Resistance 2.0: Return to the Working Class
Any serious resistance to Trump must also take on the billionaire class that enables him and benefits from his rule.
Last year’s election left the Democratic Party in shambles, and things haven’t improved much for them since. According to a string of recent polls, the general public’s perception of the party has recently hit rock bottom, with less than 3 in 10 registered voters expressing a positive view of the party. This collapse has been driven largely by Democratic voters themselves, who have become increasingly frustrated with their party’s leadership (or lack of leadership).
A majority of Democratic-aligned adults now believe that Democratic leaders are taking the party in the wrong direction and failing to stand up to the current administration. And these polls were taken before Senate Minority Leader Chuck Schumer led nine of his Democratic colleagues to sign off on the GOP’s stopgap funding bill, which kept the government open through September and gave President Donald Trump and Elon Musk even more power over government spending. If Democratic voters were angry before, this latest capitulation to Republicans pushed their frustration to a boiling point. It also reinforced the belief that the party’s leaders are too old, too timid and too mired in traditions.
Taking on the current administration will require leaders who are willing to fight just as ruthlessly as their opponents. It will also require a party capable of delivering a sharp, compelling critique of the administration’s billionaire-driven agenda while presenting a bold, working-class-centered alternative. So far, the party has fallen short on both counts — and it shows.

(Records)
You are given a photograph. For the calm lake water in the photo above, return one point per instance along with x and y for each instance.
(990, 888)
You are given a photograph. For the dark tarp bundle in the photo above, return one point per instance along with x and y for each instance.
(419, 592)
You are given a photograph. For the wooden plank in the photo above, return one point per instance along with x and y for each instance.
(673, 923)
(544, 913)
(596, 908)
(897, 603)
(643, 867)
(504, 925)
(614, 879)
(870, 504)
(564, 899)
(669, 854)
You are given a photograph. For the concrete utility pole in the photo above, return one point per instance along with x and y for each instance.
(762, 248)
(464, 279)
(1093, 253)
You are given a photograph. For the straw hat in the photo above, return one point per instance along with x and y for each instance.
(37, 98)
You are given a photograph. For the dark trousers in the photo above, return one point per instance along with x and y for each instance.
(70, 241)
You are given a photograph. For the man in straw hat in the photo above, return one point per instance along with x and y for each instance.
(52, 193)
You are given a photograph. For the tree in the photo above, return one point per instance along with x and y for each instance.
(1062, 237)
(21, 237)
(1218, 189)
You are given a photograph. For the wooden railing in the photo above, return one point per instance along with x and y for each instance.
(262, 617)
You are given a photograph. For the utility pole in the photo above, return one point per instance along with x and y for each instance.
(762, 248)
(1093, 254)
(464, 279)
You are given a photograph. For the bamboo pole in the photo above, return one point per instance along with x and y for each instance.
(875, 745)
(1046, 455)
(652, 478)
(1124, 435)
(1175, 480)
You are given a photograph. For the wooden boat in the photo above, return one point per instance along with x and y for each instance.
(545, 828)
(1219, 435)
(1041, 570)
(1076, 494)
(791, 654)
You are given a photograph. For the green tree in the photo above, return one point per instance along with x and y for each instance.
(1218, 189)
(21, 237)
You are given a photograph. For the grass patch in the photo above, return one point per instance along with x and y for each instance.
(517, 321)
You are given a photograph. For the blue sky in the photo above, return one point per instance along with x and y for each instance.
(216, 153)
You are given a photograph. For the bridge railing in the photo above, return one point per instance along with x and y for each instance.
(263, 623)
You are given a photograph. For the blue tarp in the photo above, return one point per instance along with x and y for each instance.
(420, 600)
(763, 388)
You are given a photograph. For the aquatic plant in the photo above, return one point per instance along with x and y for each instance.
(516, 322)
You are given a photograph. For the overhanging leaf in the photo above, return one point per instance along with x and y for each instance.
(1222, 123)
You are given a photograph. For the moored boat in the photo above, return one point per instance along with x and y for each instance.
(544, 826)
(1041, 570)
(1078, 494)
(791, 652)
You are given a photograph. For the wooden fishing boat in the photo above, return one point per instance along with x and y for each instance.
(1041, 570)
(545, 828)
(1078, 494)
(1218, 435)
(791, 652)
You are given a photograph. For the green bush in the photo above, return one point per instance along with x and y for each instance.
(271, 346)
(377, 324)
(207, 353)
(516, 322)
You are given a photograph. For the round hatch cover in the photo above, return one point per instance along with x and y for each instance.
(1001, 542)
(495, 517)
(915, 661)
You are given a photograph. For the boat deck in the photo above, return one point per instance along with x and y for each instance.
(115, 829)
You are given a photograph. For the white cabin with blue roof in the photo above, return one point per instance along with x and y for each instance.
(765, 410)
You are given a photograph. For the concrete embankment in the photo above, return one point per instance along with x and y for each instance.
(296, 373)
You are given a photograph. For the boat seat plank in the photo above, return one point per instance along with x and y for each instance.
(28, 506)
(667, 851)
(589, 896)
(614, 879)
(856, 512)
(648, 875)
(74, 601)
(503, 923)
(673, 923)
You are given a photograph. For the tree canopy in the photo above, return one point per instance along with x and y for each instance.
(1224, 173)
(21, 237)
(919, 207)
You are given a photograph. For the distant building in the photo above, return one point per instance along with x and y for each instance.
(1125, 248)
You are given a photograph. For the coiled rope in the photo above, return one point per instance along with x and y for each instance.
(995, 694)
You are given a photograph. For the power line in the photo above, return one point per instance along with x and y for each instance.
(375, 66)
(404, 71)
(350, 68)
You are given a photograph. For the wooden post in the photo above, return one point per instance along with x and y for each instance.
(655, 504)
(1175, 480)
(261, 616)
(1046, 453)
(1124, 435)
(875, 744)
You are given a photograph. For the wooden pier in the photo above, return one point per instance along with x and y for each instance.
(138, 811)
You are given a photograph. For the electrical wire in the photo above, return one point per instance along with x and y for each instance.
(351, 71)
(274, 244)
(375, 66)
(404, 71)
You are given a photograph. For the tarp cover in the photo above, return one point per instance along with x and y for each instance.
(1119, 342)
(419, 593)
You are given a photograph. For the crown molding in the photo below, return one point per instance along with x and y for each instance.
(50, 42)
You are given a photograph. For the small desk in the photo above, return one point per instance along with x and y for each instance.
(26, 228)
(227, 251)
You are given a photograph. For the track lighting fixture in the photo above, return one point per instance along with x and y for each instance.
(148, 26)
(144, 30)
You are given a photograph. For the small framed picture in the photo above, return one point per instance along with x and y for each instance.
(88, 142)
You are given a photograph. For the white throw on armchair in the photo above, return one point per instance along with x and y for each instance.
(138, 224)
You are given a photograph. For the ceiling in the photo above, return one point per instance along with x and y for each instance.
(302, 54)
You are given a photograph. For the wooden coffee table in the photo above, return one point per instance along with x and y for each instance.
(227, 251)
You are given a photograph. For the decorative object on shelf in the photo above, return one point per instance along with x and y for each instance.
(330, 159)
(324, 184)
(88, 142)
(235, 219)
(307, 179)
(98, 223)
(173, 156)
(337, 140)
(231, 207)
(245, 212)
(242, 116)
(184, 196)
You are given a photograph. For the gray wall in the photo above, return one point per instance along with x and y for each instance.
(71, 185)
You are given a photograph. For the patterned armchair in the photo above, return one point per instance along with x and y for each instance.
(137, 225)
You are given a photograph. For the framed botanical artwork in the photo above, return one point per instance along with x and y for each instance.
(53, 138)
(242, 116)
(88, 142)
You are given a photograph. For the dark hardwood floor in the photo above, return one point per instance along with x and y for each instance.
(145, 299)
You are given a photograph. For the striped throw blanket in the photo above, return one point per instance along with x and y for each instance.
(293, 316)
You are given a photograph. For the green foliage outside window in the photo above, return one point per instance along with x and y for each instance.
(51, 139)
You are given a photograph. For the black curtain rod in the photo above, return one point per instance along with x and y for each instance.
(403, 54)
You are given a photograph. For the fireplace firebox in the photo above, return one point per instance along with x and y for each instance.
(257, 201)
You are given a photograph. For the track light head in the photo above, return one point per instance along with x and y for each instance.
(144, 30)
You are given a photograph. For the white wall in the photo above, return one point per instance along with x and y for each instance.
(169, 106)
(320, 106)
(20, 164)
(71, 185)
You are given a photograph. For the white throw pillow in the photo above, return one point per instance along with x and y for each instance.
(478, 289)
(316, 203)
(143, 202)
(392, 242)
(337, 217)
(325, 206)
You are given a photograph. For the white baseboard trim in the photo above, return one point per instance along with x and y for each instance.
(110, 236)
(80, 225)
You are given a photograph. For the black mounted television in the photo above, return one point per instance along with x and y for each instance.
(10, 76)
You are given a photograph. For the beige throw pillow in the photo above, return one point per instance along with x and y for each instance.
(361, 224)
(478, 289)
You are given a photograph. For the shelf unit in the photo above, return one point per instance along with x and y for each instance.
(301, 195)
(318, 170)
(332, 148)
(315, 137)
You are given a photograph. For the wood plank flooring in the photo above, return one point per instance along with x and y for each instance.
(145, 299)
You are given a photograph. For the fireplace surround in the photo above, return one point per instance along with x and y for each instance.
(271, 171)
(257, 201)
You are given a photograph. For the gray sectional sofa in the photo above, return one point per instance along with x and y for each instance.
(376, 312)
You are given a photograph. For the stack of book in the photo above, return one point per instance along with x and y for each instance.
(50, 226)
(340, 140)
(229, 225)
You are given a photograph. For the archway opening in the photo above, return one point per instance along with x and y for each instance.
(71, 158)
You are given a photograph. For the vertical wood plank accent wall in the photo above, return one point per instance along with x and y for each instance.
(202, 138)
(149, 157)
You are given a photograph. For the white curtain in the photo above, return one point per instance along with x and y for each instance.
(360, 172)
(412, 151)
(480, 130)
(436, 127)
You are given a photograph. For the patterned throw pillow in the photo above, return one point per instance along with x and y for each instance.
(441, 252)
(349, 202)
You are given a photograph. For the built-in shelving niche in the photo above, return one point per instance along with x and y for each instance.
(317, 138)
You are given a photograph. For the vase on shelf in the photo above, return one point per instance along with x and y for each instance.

* Exercise task 1
Name every person the article on resisting Trump mentions by name.
* Exercise task 2
Echo the passage of the article on resisting Trump between "Last year’s election" and "lack of leadership).", inclusive.

* Correct result 1
Donald Trump, Chuck Schumer, Elon Musk

* Correct result 2
Last year’s election left the Democratic Party in shambles, and things haven’t improved much for them since. According to a string of recent polls, the general public’s perception of the party has recently hit rock bottom, with less than 3 in 10 registered voters expressing a positive view of the party. This collapse has been driven largely by Democratic voters themselves, who have become increasingly frustrated with their party’s leadership (or lack of leadership).